__Instructions to follow__.
Reproduce, word for word, the portion of the Philippine-American War text below from "The anti-imperialists highlighted" to "the U.S. government.".

__Page text__.
This exhibit juxtaposes the visual message presented by the stereoscopic images with excerpts from the letters written by U.S. soldiers that were first published in local newspapers and later collected in the Anti-Imperialist League’s pamphlet, allowing us to get a glimpse of the Philippine-American War as it was presented to Americans at home, reading the news or entertaining friends in their parlors.
The Philippine-American War was the United States’ first protracted counterinsurgency war in Asia. It started on February 4, 1899, just months after the end of the Spanish-American War, a war ostensibly fought to free Cuba from Spanish oppression. Like the Cubans, the Filipinos had been fighting for their independence from Spain since 1896. Many people within the United States objected to the annexation of Spain’s former colonies at the close of the Spanish-American War and, in November of 1898, an Anti-Imperialist League was formed in Boston to mobilize this opposition. When the war in the Philippines began three months later, it quickly became the League’s primary focus. The Philippine-American War would become the most divisive overseas war in United States history and it would retain that status for more than sixty years, until the war in Vietnam.
The counterinsurgency war for the “hearts and minds” of the Filipinos was mirrored in the domestic debate about the war. Politicians and editorialists who supported imperialism spoke and wrote of the civilizing mission of the United States, of taking up the “white man’s burden” of national sacrifice for the benefit of peoples they believed to be racially inferior and incapable of governing themselves. This rhetoric was matched with assessments of the value of Chinese commercial markets that lay “just beyond the Philippines” and the need to establish naval bases throughout the Pacific to expand and protect U.S. commerce.
The anti-imperialists highlighted the “un-American” nature of imperialism by quoting such documents as the Declaration of Independence, Washington’s Farewell Address, and Lincoln’s Gettysburg Address. To them, imperialism was a threat to the country’s anti-colonial and democratic traditions. Many anti-imperialists also opposed the annexation of foreign territories on racial grounds. They initially believed that any territory annexed by the United States would eventually become a state, and they opposed giving what they also believed to be racially inferior peoples a voice in the U.S. government.
From 1898 until July 4, 1902, the date Theodore Roosevelt symbolically used to declare the war over, nearly 200,000 U.S. soldiers served in the Philippines. About 5,000 of them were killed in battle. Most of the soldiers who initially fought in the Philippines had volunteered to fight in the Spanish-American War and, as several of the letters excerpted here indicate, not all of them supported the war in the Philippines. Their appeals for return to the United States were eventually heeded, and the Army Bill of 1901 nearly quadrupled the official size of the standing army so that an adequate number of professional soldiers could be employed to serve in the Philippines.

__Collected material__.
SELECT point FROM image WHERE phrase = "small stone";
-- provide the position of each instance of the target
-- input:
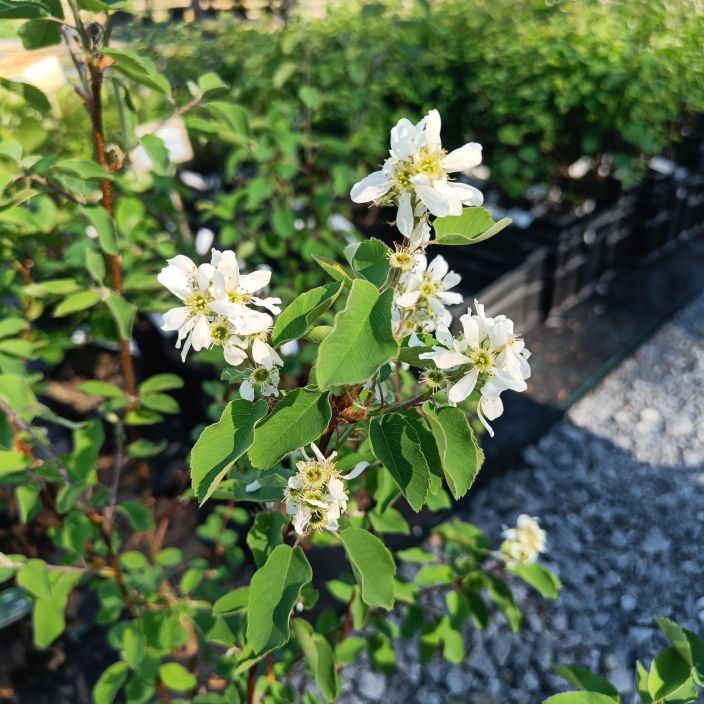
(372, 685)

__Completed task__.
The anti-imperialists highlighted the “un-American” nature of imperialism by quoting such documents as the Declaration of Independence, Washington’s Farewell Address, and Lincoln’s Gettysburg Address. To them, imperialism was a threat to the country’s anti-colonial and democratic traditions. Many anti-imperialists also opposed the annexation of foreign territories on racial grounds. They initially believed that any territory annexed by the United States would eventually become a state, and they opposed giving what they also believed to be racially inferior peoples a voice in the U.S. government.